> _What you have to do_: Reproduce, word for word, the part of the forum thread on plant nutrients that begins at the words "## chris1004 (23" and ends after "them as 'nasties'.".

# What nutrients do plants actually require?



## JamesC (23 Feb 2009)

Been thinking about this recently from another thread where someone decided that tap water was full of 'nasties' and shouldn't be used to reconstitute reverse osmosis (RO) water. I've always added tap water to my RO water as I believe that tap water contains lots of 'goodies' that are required for healthy plant growth.

If RO water is reconstituted with GH booster or something like Seachem's Equilibrium and you dose Estimative Index via dry powders or dose Tropica TPN+, then you'll have the following in your water:

CO2 (carbon)
NO3, NH4 (nitrogen)
PO4 (phosphorus)
Potassium
Calcium
Magnesium
SO4 (sulphur)
Iron
Manganese
Copper
Zinc
Boron
Molybdenum
Sodium (if you add baking soda or KH up products)

Am I correct in believing that other elements are also beneficial to the plants? These are some I've found whilst doing a quick search:

Chloride (chlorine)
Cobalt
Vanadium
Nickel
Selenium
Aluminium
Silicone

It is possible that some or all of these are present in fish food and the substrate, but I don't know. I notice that some of the Seachem products contain these elements - Trace Comparisons - so possibly they are beneficial. But I would also bet that good old tap water contains everything as well.

The only nasties I can think of in water are chlorine and chloromines. Also possibly some heavy metals. All of these can be made safe by using a decent water conditioner. But are the heavy metals at any concentration to be concerned at anyway or it is just scare mongering?

Just some thoughts
James


----------



## Themuleous (23 Feb 2009)

Interesting thoughts James, I have wondered this myself.

Just checked the Thames Water water report for my area and Chloride, Nickel, Selenium and Aluminium are found in very low quantities in my tap water.

You might find this interesting in the case of nickel

http://www3.interscience.wiley.com/jour ... 1&SRETRY=0

Sam


----------



## chris1004 (23 Feb 2009)

You might find this interesting James.


http://www.freshlysqueezedwater.org.uk/watercontent.htm


Flouride, pesticides, arsenic, radium, copper, lead, murcury, chlorine, chloramine, Trihalomethanes (solvants or refrigerants) , hormones, aswell as nitrates and phosphates. Thats what I meant when I described them as 'nasties'.  

I am no chemist nor have I ever pretended to be one. I simply use 100% ro water as it is a totally foolproof method which is 100% safe. In fact chemists (proper ones with phd's employed by manufacturers of reminarelising salts that is) have done all the hard work for me. Therefore I don't need to worry about the simple fact that my knowledge of such things is very limited, just do what it says on the tin.

I am hoping that similar chemists have done their job right when they created the trace element mixture that I use and coupled with the macro nutrients, light, heat and co2, my plants needs are completly met.


----------



## JamesC (23 Feb 2009)

One of the problems with websites that are trying to sell you a water filter is that they are naturally going to make your tap water seem like it's toxic.

You have a lot of faith in remineralising agents. For example Seachem Equilibrium contains the following:

Potassium Sulphate
Calcium Sulphate
Magnesium Sulphate
Iron Sulphate
Manganese Sulphate

Most of it is potassium sulphate. There is nothing else in there, especially nothing from the second list of elements that I mentioned above. They may or may not be required, but don't expect to get a complete selection of elements, because you won't. I know when I used just Seachem Equilibrium I had poorer looking plants than when I just used tap water. This may or may not have anything to do with the Equilibrium but one thing I noticed is that with a similar GH and KH the TDS was extremely high with the Equilibrium.

> _Extracted material_:
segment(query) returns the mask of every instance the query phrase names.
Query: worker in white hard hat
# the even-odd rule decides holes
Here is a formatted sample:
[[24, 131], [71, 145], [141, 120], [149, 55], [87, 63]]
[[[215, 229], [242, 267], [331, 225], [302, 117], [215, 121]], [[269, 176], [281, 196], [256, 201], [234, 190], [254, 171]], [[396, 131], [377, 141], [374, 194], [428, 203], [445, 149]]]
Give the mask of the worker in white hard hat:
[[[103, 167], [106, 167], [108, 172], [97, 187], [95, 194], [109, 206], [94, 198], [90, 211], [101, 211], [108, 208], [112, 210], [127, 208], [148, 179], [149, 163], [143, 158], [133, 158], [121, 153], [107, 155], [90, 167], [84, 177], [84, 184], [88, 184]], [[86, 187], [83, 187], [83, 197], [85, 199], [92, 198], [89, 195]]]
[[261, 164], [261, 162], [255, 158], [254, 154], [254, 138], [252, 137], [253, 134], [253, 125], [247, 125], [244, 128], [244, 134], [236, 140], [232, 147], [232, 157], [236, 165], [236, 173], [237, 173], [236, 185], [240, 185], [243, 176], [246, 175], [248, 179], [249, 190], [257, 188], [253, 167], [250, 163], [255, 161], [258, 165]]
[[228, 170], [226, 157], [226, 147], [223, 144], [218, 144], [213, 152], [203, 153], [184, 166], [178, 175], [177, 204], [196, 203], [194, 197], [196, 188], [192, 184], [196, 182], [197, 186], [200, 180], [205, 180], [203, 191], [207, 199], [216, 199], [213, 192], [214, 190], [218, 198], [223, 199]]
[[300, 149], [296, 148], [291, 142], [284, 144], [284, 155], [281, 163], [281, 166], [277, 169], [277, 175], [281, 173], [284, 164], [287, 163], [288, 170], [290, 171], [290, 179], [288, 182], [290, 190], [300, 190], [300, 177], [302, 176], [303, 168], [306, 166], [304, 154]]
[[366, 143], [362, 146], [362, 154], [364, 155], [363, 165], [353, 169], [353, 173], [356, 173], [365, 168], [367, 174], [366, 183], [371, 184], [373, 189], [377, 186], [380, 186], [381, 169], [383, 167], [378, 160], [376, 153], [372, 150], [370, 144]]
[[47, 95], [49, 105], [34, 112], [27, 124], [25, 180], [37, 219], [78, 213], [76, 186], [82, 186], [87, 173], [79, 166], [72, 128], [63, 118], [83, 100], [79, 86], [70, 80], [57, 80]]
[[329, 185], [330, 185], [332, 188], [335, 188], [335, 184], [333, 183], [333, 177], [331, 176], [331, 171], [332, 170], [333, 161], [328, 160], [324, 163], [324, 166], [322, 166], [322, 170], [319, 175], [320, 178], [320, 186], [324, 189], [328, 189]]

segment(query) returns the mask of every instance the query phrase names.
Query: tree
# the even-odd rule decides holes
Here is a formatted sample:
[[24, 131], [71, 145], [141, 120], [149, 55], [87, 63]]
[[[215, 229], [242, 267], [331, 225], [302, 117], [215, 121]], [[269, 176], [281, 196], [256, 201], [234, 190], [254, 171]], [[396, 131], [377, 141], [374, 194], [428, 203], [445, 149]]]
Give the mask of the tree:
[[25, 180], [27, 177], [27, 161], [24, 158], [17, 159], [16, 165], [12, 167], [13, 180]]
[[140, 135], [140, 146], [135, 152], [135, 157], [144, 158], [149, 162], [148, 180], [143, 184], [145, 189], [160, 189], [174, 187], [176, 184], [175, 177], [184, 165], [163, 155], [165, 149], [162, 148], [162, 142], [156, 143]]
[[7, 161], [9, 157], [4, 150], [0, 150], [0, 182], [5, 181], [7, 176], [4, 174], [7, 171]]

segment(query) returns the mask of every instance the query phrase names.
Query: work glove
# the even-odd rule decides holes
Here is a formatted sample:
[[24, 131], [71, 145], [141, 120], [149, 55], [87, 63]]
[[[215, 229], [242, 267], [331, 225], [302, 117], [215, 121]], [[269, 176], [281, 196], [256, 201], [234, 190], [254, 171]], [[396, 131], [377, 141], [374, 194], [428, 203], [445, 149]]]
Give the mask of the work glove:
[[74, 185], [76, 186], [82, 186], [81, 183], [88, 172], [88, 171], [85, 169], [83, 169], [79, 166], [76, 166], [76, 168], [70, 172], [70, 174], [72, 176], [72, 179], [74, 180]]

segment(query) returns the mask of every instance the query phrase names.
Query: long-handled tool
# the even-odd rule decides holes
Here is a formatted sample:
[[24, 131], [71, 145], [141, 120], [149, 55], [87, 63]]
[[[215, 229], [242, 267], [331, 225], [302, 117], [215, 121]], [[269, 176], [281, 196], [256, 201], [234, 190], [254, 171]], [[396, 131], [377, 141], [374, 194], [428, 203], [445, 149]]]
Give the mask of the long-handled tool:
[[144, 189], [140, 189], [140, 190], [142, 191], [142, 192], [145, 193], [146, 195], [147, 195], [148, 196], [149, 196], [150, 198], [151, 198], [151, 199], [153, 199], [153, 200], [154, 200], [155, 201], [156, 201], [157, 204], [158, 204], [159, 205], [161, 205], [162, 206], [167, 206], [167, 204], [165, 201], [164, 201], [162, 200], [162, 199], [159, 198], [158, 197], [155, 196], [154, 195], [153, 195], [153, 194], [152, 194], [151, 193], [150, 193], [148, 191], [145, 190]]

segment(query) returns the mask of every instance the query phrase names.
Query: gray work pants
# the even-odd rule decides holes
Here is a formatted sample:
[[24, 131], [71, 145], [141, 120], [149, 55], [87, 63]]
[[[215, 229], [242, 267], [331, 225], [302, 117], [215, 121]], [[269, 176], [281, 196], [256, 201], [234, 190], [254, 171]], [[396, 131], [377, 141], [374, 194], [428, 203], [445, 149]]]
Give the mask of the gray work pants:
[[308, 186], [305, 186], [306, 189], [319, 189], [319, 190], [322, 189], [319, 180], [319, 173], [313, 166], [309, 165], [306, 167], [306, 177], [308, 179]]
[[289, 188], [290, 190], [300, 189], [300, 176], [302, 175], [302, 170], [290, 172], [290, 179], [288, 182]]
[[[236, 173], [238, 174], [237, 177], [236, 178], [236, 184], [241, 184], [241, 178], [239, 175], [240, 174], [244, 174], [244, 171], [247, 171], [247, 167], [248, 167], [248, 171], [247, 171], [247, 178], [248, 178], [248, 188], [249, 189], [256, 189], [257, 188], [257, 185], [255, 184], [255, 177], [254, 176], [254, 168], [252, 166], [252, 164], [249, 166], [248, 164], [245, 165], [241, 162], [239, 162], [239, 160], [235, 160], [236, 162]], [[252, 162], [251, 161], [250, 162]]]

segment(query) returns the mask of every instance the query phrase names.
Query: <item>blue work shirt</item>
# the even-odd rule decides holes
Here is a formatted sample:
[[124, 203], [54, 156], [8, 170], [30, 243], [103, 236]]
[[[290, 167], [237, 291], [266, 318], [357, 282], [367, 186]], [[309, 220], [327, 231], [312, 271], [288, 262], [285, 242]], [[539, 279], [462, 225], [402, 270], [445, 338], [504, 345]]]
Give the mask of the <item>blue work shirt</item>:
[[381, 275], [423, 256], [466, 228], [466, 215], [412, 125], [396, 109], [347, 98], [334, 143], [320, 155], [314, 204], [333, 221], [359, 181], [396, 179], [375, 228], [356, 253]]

> _Exercise solution_:
## chris1004 (23 Feb 2009)

You might find this interesting James.


http://www.freshlysqueezedwater.org.uk/watercontent.htm


Flouride, pesticides, arsenic, radium, copper, lead, murcury, chlorine, chloramine, Trihalomethanes (solvants or refrigerants) , hormones, aswell as nitrates and phosphates. Thats what I meant when I described them as 'nasties'.